Outline records
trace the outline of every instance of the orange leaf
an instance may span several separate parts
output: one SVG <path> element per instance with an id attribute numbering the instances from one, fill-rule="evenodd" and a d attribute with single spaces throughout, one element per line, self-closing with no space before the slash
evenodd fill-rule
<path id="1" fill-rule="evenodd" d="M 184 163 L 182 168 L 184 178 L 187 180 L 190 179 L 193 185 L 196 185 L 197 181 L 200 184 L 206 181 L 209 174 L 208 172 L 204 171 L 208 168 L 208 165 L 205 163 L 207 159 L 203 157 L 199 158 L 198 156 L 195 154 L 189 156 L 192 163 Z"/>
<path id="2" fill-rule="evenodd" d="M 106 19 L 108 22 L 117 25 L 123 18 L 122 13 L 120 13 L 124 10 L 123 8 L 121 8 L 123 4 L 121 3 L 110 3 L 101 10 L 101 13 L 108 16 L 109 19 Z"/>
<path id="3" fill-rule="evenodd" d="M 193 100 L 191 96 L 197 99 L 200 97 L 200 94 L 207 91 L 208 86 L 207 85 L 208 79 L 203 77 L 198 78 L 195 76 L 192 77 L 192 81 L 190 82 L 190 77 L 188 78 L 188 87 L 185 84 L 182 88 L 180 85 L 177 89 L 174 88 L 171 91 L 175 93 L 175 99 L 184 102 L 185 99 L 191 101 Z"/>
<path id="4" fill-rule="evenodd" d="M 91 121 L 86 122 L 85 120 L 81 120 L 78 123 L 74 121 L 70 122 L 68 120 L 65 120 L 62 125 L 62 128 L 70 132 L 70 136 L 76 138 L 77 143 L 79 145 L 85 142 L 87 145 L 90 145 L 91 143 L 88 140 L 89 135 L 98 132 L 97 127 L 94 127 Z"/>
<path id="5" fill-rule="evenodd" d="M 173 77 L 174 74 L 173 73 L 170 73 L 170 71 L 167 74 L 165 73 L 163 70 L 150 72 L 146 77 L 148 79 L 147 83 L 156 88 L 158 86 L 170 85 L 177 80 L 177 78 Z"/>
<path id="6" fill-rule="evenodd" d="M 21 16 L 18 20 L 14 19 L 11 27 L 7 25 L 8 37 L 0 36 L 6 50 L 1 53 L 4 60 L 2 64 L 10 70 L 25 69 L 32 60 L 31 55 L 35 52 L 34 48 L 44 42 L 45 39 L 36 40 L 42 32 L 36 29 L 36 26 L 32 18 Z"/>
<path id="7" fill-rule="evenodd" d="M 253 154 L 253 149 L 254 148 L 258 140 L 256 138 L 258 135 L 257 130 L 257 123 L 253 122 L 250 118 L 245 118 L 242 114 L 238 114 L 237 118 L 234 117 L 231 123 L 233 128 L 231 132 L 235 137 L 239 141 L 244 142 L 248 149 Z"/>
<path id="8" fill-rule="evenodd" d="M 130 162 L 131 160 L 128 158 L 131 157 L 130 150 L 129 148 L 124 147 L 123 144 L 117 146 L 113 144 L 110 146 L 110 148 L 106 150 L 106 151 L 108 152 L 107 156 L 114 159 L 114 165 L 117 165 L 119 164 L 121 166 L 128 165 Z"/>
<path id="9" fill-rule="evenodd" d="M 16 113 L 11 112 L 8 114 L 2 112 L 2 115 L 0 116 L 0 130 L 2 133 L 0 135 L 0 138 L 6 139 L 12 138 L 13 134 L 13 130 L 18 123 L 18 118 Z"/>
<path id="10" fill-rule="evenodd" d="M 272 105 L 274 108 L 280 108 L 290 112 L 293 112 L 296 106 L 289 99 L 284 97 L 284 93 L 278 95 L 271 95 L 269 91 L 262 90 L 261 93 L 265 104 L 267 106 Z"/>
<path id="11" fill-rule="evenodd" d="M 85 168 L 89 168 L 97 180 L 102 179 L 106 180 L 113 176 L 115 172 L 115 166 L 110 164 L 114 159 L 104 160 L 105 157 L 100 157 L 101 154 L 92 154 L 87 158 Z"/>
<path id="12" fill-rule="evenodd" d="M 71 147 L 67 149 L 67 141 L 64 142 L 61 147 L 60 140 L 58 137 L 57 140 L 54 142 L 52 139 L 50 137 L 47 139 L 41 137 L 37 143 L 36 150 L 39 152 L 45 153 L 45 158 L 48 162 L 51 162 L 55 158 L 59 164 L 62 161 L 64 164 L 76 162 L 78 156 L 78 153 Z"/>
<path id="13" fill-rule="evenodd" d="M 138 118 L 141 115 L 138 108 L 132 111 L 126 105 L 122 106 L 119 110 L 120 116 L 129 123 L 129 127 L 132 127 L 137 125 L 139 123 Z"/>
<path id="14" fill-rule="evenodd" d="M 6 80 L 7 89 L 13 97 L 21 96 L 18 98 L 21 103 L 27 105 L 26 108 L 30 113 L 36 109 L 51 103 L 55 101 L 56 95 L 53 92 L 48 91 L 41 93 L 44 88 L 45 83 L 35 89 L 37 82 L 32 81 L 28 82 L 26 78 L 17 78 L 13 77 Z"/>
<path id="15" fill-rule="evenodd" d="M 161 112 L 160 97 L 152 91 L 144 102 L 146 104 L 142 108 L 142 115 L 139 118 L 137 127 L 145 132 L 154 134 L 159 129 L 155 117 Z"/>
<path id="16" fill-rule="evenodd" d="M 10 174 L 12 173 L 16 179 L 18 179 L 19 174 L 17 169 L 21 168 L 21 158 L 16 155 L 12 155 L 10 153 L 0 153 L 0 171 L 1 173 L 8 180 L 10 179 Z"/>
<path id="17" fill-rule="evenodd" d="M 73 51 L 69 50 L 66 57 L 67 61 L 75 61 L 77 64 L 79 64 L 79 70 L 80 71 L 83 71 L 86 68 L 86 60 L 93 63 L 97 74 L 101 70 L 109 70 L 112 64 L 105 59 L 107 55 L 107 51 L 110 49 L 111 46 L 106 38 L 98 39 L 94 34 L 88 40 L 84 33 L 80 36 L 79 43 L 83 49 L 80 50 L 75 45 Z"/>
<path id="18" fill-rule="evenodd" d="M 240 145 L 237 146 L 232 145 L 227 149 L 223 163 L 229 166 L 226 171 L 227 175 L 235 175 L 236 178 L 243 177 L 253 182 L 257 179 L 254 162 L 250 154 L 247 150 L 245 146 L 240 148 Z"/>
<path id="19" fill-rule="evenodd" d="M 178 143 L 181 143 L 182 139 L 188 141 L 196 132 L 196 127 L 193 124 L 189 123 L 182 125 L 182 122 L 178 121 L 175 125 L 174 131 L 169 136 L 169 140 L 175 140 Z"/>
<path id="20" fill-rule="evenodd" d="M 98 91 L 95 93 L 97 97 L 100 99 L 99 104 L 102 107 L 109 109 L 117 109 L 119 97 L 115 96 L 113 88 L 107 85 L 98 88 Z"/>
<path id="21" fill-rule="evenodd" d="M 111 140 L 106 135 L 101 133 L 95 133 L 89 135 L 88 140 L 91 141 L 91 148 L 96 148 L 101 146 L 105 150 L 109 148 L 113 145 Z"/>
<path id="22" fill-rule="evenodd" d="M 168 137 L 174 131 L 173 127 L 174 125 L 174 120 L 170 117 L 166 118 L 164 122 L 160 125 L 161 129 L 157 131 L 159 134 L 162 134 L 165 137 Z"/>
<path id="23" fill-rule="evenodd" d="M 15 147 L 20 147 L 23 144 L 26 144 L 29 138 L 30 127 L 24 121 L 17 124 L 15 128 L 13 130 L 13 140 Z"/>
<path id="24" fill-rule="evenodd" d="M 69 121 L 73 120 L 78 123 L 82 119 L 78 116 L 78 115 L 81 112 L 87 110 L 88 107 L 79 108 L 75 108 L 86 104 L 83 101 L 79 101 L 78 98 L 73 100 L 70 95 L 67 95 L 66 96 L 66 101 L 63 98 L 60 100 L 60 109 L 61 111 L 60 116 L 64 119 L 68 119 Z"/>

▶ [Work required]
Write out the entire listing exactly.

▶ [Solved problem]
trace the outline of every instance of the orange leaf
an instance may span several separate parts
output: one SVG <path> element per instance with an id attribute numbering the instances from one, fill-rule="evenodd" and a d attribute with single spaces throughout, one element per line, self-closing with no space before the slash
evenodd fill-rule
<path id="1" fill-rule="evenodd" d="M 184 163 L 182 168 L 184 178 L 187 180 L 190 179 L 193 185 L 196 185 L 197 181 L 200 184 L 206 181 L 209 174 L 208 172 L 204 171 L 208 168 L 208 165 L 205 163 L 207 159 L 203 157 L 199 158 L 198 156 L 195 154 L 189 156 L 192 163 Z"/>
<path id="2" fill-rule="evenodd" d="M 106 19 L 108 22 L 117 25 L 123 18 L 122 13 L 120 13 L 124 10 L 123 8 L 121 8 L 123 4 L 121 3 L 110 3 L 101 10 L 101 13 L 108 16 L 109 19 Z"/>
<path id="3" fill-rule="evenodd" d="M 193 100 L 191 96 L 197 99 L 200 97 L 200 94 L 207 91 L 208 86 L 207 85 L 208 79 L 203 77 L 198 78 L 195 76 L 192 77 L 192 81 L 190 82 L 190 77 L 188 78 L 188 87 L 185 84 L 182 88 L 180 85 L 177 89 L 174 88 L 171 91 L 175 93 L 175 99 L 184 102 L 185 99 L 191 101 Z"/>
<path id="4" fill-rule="evenodd" d="M 91 121 L 86 122 L 85 120 L 81 120 L 78 123 L 74 121 L 70 122 L 68 120 L 65 120 L 62 125 L 62 128 L 70 132 L 70 136 L 76 138 L 77 143 L 79 145 L 85 142 L 87 145 L 90 145 L 91 143 L 88 140 L 89 135 L 98 132 L 97 127 L 94 127 Z"/>
<path id="5" fill-rule="evenodd" d="M 173 77 L 174 74 L 173 73 L 170 73 L 170 71 L 167 74 L 165 73 L 163 70 L 150 72 L 146 77 L 148 79 L 147 83 L 156 88 L 158 86 L 170 85 L 177 80 L 177 78 Z"/>
<path id="6" fill-rule="evenodd" d="M 21 16 L 18 20 L 14 19 L 11 27 L 7 25 L 8 37 L 0 36 L 6 50 L 1 53 L 4 60 L 2 64 L 10 70 L 25 69 L 32 60 L 31 55 L 35 52 L 34 48 L 44 42 L 45 39 L 36 40 L 42 32 L 36 29 L 36 26 L 32 18 Z"/>
<path id="7" fill-rule="evenodd" d="M 253 154 L 253 149 L 254 148 L 258 140 L 256 138 L 258 135 L 257 130 L 257 123 L 253 122 L 250 118 L 245 118 L 242 114 L 238 114 L 237 118 L 234 117 L 231 123 L 233 128 L 231 132 L 235 137 L 239 141 L 244 142 L 248 149 Z"/>
<path id="8" fill-rule="evenodd" d="M 130 162 L 131 160 L 128 158 L 131 157 L 130 150 L 129 148 L 124 147 L 123 144 L 117 146 L 113 144 L 110 146 L 110 148 L 106 150 L 106 151 L 108 152 L 107 156 L 114 159 L 114 165 L 117 165 L 119 164 L 121 166 L 128 165 Z"/>
<path id="9" fill-rule="evenodd" d="M 16 113 L 11 112 L 8 114 L 2 112 L 2 115 L 0 116 L 0 130 L 2 133 L 0 135 L 0 138 L 6 139 L 12 138 L 13 134 L 13 130 L 18 123 L 18 118 Z"/>
<path id="10" fill-rule="evenodd" d="M 272 105 L 274 108 L 280 108 L 290 112 L 293 112 L 296 106 L 289 99 L 284 97 L 284 93 L 278 95 L 271 95 L 269 91 L 262 90 L 261 93 L 265 104 L 267 106 Z"/>
<path id="11" fill-rule="evenodd" d="M 85 168 L 89 168 L 97 180 L 102 179 L 106 180 L 113 176 L 115 172 L 115 166 L 110 164 L 114 159 L 104 160 L 105 157 L 100 157 L 101 154 L 92 154 L 87 158 Z"/>
<path id="12" fill-rule="evenodd" d="M 71 147 L 67 149 L 67 141 L 64 142 L 61 147 L 60 140 L 58 137 L 57 140 L 54 142 L 52 139 L 50 137 L 47 139 L 41 137 L 37 143 L 36 150 L 39 152 L 45 153 L 45 158 L 48 162 L 51 162 L 55 158 L 59 164 L 62 161 L 64 164 L 76 162 L 78 156 L 78 153 Z"/>
<path id="13" fill-rule="evenodd" d="M 138 118 L 141 115 L 138 108 L 132 111 L 126 105 L 122 106 L 119 110 L 120 116 L 129 123 L 129 127 L 132 127 L 137 125 L 139 123 Z"/>
<path id="14" fill-rule="evenodd" d="M 6 80 L 7 89 L 13 97 L 21 96 L 18 98 L 21 103 L 27 105 L 26 108 L 30 113 L 36 109 L 51 103 L 55 101 L 56 95 L 53 92 L 48 91 L 41 93 L 44 88 L 45 83 L 35 89 L 37 82 L 32 81 L 28 82 L 26 78 L 17 78 L 13 77 Z"/>
<path id="15" fill-rule="evenodd" d="M 161 112 L 160 97 L 152 91 L 144 102 L 146 104 L 142 108 L 142 115 L 139 118 L 137 127 L 145 132 L 154 134 L 159 129 L 155 117 Z"/>
<path id="16" fill-rule="evenodd" d="M 10 174 L 12 173 L 16 179 L 18 179 L 19 174 L 17 169 L 21 168 L 21 158 L 16 155 L 12 155 L 10 153 L 0 153 L 0 171 L 1 173 L 8 180 L 10 179 Z"/>
<path id="17" fill-rule="evenodd" d="M 73 51 L 69 50 L 66 57 L 67 61 L 75 61 L 77 64 L 79 64 L 79 70 L 80 71 L 83 71 L 86 68 L 86 60 L 93 63 L 97 74 L 101 70 L 109 70 L 112 64 L 105 59 L 107 55 L 107 51 L 110 49 L 111 46 L 106 38 L 98 39 L 94 34 L 88 40 L 84 33 L 80 36 L 79 43 L 83 49 L 80 50 L 75 45 Z"/>
<path id="18" fill-rule="evenodd" d="M 240 145 L 237 146 L 232 145 L 227 149 L 223 163 L 229 166 L 226 171 L 227 175 L 235 175 L 236 178 L 243 177 L 253 182 L 257 179 L 254 162 L 250 154 L 247 150 L 245 146 L 240 148 Z"/>
<path id="19" fill-rule="evenodd" d="M 178 143 L 181 143 L 182 139 L 188 141 L 196 132 L 196 127 L 193 124 L 189 123 L 182 125 L 182 122 L 178 121 L 175 125 L 174 131 L 169 136 L 169 140 L 175 140 Z"/>
<path id="20" fill-rule="evenodd" d="M 98 91 L 95 93 L 97 97 L 100 99 L 99 104 L 102 107 L 109 109 L 117 109 L 119 97 L 115 96 L 113 88 L 107 85 L 98 88 Z"/>
<path id="21" fill-rule="evenodd" d="M 111 140 L 106 135 L 101 133 L 95 133 L 89 135 L 88 140 L 91 141 L 91 148 L 96 148 L 101 146 L 105 150 L 109 148 L 113 145 Z"/>
<path id="22" fill-rule="evenodd" d="M 168 137 L 174 131 L 173 127 L 174 125 L 174 120 L 170 117 L 166 118 L 164 122 L 160 125 L 161 129 L 157 131 L 159 134 L 162 134 L 165 137 Z"/>
<path id="23" fill-rule="evenodd" d="M 15 147 L 20 147 L 23 144 L 26 144 L 29 138 L 30 127 L 24 121 L 17 124 L 15 128 L 13 130 L 13 140 Z"/>
<path id="24" fill-rule="evenodd" d="M 69 121 L 73 120 L 78 123 L 82 119 L 78 116 L 78 115 L 81 112 L 87 110 L 88 107 L 79 108 L 75 108 L 86 104 L 83 101 L 79 101 L 78 98 L 73 100 L 70 95 L 67 95 L 66 96 L 66 101 L 63 98 L 60 100 L 60 109 L 61 111 L 60 116 L 64 119 L 68 119 Z"/>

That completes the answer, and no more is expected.